**What you should do:** Recreate the entire listing that appears below, exactly.

**Records shown:**
▽

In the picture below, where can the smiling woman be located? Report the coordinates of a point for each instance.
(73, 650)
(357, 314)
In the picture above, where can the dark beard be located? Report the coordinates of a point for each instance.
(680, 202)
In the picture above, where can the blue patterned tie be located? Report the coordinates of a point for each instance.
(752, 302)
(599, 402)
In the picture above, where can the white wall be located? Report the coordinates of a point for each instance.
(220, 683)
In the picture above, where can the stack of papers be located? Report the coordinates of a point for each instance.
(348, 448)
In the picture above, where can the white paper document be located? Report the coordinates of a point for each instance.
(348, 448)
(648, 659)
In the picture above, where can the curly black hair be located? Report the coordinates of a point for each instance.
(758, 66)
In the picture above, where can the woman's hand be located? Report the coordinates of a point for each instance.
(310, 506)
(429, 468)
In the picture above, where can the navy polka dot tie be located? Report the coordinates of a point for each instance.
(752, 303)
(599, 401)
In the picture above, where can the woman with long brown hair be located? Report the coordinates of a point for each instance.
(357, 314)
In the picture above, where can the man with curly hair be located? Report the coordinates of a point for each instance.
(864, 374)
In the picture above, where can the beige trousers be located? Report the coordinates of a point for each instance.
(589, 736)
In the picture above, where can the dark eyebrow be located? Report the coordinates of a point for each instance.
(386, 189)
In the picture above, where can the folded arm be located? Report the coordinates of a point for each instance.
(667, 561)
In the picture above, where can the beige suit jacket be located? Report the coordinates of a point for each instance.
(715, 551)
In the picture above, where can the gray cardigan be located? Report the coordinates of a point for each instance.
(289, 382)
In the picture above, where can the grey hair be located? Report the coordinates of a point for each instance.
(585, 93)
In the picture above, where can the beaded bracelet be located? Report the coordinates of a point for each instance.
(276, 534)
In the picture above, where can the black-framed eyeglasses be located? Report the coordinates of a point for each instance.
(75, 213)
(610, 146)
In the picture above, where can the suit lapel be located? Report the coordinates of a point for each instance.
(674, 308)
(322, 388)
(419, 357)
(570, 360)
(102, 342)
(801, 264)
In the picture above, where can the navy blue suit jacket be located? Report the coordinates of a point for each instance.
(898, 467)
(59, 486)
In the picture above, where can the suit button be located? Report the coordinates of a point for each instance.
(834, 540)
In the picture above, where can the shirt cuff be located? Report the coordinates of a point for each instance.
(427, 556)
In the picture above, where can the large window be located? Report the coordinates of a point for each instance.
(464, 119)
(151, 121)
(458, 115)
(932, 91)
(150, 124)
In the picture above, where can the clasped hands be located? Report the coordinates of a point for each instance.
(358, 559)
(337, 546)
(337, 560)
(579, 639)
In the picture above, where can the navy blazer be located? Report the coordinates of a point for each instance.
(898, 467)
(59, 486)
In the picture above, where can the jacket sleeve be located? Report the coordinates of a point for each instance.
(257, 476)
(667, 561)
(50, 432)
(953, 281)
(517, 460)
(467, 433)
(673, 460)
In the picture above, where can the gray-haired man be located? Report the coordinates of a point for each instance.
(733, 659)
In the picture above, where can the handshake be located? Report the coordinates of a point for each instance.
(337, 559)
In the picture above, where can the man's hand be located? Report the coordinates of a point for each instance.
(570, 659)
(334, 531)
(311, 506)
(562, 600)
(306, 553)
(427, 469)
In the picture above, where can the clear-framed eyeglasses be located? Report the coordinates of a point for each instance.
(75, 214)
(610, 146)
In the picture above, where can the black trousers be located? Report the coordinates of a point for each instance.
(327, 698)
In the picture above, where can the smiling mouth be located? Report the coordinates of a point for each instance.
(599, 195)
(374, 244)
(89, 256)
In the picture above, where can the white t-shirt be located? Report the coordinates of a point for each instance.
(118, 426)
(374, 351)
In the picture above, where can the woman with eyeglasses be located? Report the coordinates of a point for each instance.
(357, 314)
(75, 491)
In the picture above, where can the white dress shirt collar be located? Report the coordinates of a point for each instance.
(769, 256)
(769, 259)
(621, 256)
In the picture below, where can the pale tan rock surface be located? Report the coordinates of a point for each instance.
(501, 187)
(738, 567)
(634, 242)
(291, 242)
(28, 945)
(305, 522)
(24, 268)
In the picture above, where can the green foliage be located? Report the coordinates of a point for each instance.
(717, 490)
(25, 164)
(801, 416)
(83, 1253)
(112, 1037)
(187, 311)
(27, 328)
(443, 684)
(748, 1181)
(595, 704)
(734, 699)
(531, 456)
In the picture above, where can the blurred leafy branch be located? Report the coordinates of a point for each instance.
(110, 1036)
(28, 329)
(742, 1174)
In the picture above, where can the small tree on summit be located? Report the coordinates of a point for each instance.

△

**Response to this task:**
In the picture below, where can the smiling woman be located? Report the coordinates of a point for each instance.
(73, 650)
(357, 314)
In the picture above, where can the dark beard be located? Report the coordinates of a point for each instance.
(680, 202)
In the picture above, where can the blue patterned tie be located? Report the coordinates of a point for each instance.
(752, 302)
(599, 402)
In the picture above, where can the white wall be located? Report the coordinates of a point for each instance.
(220, 683)
In the picture above, where can the stack of papers be located? Report the coordinates of a point for each instance.
(348, 448)
In the picture above, where can the white paper document be located? Report the coordinates of a point for each instance.
(348, 448)
(648, 659)
In the picture above, where can the curly black hair be located? Report the coordinates of a point for each instance.
(758, 66)
In the picture above, where can the woman's hand be located? Report the coordinates of a point for each instance.
(310, 506)
(429, 468)
In the picture above, where can the navy polka dot tie be located? Report the coordinates of a point for each instance.
(752, 303)
(599, 401)
In the picture above, where can the woman with long brown hair be located? Report the coordinates of a point for each instance.
(357, 314)
In the picture above, where can the man with curly hair be located? Report the coordinates of a point for each instance.
(864, 374)
In the picture above, where can the beige trousers be located? Report the coordinates of a point for each instance.
(589, 736)
In the picture above, where can the dark eyebrow be located? Report the coordinates of a point for each instance.
(386, 189)
In the picture above, where can the folded arm be located? Report the coordinates of a point for each instance.
(667, 561)
In the picture above, where can the beige suit jacket be located? Report the coordinates of a point for each instance.
(715, 551)
In the picture above, where can the gray cardigan be located? Report the coordinates of a point for each instance.
(289, 382)
In the picture above, where can the grey hair be located? Report the coordinates of a point for each instance.
(585, 93)
In the picture above, where can the beaded bracelet be located? Report the coordinates of a point for each instance.
(276, 534)
In the picture above, where can the black-framed eyeglasses be located? Report the coordinates of a point for each instance.
(75, 213)
(610, 146)
In the picture above, where can the suit lapel be located? Report the coordinates of a point for each instance.
(674, 308)
(322, 388)
(419, 357)
(570, 360)
(102, 342)
(801, 264)
In the picture above, where can the navy blue suit jacket be located? Report the coordinates of a point for each instance.
(898, 467)
(59, 486)
In the picture above, where can the suit button be located? Report the coordinates of a point for each instance.
(834, 540)
In the picture above, where can the shirt cuff be located? Report the coordinates of a point for each instance.
(427, 556)
In the picture above, where can the large window be located? Report the coordinates of a point for each instance.
(464, 119)
(151, 121)
(458, 115)
(932, 91)
(150, 124)
In the picture above, where can the clasped hands be located? Report the coordinates of a point for each instance.
(358, 559)
(337, 546)
(337, 560)
(579, 639)
In the picture above, where can the navy blazer be located? Report the coordinates of a point for each instance.
(898, 467)
(59, 486)
In the picture above, where can the jacket sleeve be located? Report the coordinates of a point for each instance.
(257, 476)
(667, 561)
(50, 432)
(953, 281)
(517, 460)
(467, 433)
(673, 460)
In the picture above, where can the gray-haired man be located? Report the coordinates of a point for each instance.
(733, 659)
In the picture above, where can the handshake be located? Report the coordinates of a point for each instance.
(337, 559)
In the picture above, where can the man's hand be located? Report the coordinates of a point for each instance.
(570, 659)
(334, 531)
(311, 506)
(562, 600)
(306, 553)
(427, 469)
In the picture above, where can the clear-framed eyeglasses be located? Report the coordinates of a point for each instance.
(75, 214)
(610, 146)
In the picture above, where can the black trousers be located? Report the coordinates of a point for each instance.
(327, 698)
In the picture above, where can the smiling mouth be located? Report the coordinates of a point for each instance.
(599, 195)
(374, 244)
(89, 256)
In the picture above, where can the white t-shirt be located? Report the coordinates of a point for each instance.
(118, 426)
(374, 351)
In the picture above, where can the woman with eyeglasses be located? Report the coordinates of a point for each instance.
(357, 314)
(75, 491)
In the picture above, where can the white dress shirt collar be located? Report the coordinates of a point for each instance.
(769, 256)
(769, 259)
(621, 256)
In the picture below, where can the pale tan rock surface be located? Report the coordinates of a point for each instance.
(501, 187)
(738, 567)
(634, 242)
(291, 242)
(28, 945)
(305, 522)
(24, 268)
In the picture above, where can the green foliage be located? Report the coordinates of a point for each instance.
(717, 490)
(25, 164)
(801, 416)
(83, 1253)
(112, 1037)
(187, 311)
(27, 328)
(443, 684)
(748, 1181)
(595, 704)
(734, 699)
(531, 456)
In the picture above, where can the blurred leafy branch be located? Report the coordinates of a point for each instance.
(110, 1036)
(28, 329)
(742, 1174)
In the picture above, where can the small tree on summit be located? Report the coordinates of a point for each instance.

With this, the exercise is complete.